** Request **
Substitute "emblem" for every occurrence of "marking" in the stretch from the line containing "the grey fighter" through the line containing "(1104, 562)", and reproduce only those lines with everything else unchanged.

** Given records **

— START —

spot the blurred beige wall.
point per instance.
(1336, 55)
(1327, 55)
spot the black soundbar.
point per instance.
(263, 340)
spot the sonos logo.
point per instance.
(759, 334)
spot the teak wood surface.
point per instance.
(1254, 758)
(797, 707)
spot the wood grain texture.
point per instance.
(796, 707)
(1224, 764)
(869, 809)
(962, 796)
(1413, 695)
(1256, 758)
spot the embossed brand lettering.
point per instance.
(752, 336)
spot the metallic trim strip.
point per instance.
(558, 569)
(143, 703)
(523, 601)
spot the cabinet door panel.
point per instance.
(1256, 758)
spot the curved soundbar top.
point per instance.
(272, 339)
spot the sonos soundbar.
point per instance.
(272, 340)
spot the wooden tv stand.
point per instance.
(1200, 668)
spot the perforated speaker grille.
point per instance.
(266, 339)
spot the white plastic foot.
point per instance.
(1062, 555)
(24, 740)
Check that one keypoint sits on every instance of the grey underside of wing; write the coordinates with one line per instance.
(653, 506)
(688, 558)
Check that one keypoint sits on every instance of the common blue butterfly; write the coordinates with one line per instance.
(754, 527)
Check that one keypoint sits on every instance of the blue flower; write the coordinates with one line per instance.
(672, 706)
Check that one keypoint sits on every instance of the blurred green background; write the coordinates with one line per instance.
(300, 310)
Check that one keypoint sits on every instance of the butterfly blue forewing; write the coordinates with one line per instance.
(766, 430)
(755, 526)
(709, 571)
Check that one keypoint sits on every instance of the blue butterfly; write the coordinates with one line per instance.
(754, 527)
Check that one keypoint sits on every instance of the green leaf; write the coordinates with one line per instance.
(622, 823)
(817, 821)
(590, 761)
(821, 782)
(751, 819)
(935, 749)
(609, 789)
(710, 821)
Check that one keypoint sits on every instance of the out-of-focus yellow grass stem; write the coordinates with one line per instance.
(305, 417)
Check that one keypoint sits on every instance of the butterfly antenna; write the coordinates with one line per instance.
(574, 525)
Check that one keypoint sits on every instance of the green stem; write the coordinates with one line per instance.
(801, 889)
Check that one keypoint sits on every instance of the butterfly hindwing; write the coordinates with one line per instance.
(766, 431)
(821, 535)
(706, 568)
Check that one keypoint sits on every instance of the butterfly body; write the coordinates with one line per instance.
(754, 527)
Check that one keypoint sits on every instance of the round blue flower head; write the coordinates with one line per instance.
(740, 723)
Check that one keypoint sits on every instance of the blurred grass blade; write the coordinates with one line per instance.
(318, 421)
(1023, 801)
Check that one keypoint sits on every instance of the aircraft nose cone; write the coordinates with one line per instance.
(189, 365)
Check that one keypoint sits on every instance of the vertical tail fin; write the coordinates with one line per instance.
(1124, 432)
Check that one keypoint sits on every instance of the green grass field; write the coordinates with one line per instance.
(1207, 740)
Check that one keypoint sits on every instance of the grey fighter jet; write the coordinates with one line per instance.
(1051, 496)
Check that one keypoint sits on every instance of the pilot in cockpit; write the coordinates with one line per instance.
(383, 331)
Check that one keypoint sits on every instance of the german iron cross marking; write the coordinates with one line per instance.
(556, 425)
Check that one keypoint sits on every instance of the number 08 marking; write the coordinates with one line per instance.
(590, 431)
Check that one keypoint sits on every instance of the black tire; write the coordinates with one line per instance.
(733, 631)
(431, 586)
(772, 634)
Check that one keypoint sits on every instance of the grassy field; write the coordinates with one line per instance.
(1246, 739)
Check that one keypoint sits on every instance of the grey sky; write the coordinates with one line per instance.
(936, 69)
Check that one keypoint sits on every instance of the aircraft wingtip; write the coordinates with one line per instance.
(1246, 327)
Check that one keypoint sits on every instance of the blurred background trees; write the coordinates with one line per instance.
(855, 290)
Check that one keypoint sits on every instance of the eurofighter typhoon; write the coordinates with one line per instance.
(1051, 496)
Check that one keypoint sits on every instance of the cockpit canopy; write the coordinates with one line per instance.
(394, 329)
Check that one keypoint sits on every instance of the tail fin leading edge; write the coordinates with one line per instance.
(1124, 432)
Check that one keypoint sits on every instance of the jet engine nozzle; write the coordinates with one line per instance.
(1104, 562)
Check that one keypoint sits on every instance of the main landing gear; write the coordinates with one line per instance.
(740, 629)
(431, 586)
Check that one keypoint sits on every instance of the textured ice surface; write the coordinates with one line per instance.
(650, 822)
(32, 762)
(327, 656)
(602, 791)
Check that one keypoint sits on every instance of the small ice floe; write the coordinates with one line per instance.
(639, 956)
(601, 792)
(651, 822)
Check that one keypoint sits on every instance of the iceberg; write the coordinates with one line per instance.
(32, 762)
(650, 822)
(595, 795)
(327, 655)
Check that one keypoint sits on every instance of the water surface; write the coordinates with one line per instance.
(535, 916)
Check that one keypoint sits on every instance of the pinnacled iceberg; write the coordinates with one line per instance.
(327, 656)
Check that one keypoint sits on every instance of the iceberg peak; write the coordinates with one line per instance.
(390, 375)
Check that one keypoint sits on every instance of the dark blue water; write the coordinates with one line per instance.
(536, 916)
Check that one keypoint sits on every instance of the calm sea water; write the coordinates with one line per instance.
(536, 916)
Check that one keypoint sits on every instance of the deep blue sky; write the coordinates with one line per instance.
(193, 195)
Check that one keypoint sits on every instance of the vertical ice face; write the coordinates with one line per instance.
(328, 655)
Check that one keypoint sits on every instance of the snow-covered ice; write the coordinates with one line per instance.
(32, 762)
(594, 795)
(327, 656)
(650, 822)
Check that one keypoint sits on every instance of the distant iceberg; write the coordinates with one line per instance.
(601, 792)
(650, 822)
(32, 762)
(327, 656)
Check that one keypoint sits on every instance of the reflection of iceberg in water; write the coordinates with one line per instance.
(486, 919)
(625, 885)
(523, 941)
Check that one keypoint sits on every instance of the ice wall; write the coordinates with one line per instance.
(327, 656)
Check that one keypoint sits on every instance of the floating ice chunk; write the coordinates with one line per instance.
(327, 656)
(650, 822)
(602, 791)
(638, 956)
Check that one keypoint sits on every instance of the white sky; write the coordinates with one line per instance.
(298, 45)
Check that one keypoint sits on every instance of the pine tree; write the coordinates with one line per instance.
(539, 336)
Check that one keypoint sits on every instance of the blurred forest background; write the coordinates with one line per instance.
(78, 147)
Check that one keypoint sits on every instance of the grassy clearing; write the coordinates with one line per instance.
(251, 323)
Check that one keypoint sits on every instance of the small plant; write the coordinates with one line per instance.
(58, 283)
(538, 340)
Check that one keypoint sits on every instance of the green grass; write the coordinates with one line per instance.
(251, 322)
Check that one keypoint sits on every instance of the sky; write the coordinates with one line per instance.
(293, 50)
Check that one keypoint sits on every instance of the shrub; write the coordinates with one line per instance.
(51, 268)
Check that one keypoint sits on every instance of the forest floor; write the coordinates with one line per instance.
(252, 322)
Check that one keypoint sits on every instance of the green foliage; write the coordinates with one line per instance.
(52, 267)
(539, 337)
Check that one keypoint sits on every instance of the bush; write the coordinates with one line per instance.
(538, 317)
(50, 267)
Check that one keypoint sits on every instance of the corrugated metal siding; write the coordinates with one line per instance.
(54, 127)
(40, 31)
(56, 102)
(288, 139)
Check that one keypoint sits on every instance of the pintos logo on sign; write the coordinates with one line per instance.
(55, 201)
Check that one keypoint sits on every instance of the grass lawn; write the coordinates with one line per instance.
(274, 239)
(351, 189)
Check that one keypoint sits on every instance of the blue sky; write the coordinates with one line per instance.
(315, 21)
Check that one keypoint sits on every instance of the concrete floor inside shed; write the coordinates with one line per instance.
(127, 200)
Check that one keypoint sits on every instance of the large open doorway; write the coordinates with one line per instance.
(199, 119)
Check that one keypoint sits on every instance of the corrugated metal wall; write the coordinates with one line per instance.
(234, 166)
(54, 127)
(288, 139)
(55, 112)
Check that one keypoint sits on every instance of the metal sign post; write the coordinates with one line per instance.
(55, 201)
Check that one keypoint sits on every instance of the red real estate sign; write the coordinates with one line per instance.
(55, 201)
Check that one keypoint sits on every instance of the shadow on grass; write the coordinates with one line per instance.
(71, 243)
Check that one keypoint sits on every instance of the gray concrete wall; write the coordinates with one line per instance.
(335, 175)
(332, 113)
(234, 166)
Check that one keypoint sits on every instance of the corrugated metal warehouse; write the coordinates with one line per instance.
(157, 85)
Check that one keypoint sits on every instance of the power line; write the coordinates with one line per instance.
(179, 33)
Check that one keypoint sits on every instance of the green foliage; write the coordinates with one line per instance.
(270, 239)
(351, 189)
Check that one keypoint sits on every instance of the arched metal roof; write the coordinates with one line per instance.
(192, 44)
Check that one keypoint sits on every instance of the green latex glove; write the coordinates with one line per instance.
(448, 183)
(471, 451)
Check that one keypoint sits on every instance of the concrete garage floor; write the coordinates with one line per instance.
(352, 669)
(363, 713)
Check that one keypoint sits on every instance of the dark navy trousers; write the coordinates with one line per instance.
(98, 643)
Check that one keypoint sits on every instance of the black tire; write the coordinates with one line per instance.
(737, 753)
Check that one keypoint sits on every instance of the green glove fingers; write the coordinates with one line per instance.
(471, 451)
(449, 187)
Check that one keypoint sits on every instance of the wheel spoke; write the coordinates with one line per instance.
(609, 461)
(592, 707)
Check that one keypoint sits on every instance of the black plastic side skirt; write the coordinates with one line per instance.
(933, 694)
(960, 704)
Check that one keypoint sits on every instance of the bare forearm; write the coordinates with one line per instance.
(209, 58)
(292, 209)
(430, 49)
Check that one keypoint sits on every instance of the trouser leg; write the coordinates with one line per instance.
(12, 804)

— END —

** Result of the task **
Check that one keypoint sits on every instance of the grey fighter jet; write the coordinates with one line per instance.
(1051, 496)
Check that one keypoint sits on every instance of the pilot in cockpit; write the coordinates with one line per instance.
(383, 331)
Check that one keypoint sits on every instance of the german iron cross emblem; write the coordinates with one line per instance.
(556, 425)
Check that one keypoint sits on every instance of the number 08 emblem; write the coordinates with one line per instance.
(590, 431)
Check that one keypoint sits on every instance of the black tire; write the coordinates with one line per instance.
(733, 631)
(431, 586)
(772, 634)
Check that one keypoint sits on every instance of the grassy field; write the coordinates with one line per instance.
(1246, 739)
Check that one keypoint sits on every instance of the grey sky; write the coordinates with one line per instance.
(936, 69)
Check that one keypoint sits on every instance of the aircraft wingtip; write the coordinates with one line per instance.
(1246, 327)
Check that one keypoint sits on every instance of the blurred background trees; write the coordinates with one line per instance.
(855, 290)
Check that one keypoint sits on every instance of the eurofighter typhoon; write the coordinates with one line per instance.
(1051, 496)
Check that one keypoint sits on every instance of the cockpit canopy; write the coordinates with one line per instance.
(394, 329)
Check that one keypoint sits on every instance of the tail fin leading edge; write the coordinates with one line per instance.
(1124, 432)
Check that one keypoint sits on every instance of the jet engine nozzle; write the coordinates with one line per instance.
(1104, 562)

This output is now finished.